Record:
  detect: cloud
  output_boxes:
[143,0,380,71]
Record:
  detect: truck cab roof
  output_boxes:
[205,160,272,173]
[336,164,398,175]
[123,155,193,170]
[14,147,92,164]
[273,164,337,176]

**WRITTEN EXERCISE:**
Please lay out the records above as a Markdown table with the columns Row and Line, giving each nonblank line its own numbered row.

**RESULT OF THIS EXERCISE:**
| Row | Line |
|---|---|
| 1 | Record: |
| 2 |   detect: cloud |
| 3 |   output_boxes: |
| 4 | [143,0,380,71] |
| 5 | Record: |
| 6 |   detect: truck cab roof |
| 7 |   output_boxes: |
| 8 | [205,160,272,173] |
| 9 | [336,164,398,175] |
| 10 | [123,155,193,170] |
| 11 | [14,147,92,164] |
| 12 | [273,164,337,176] |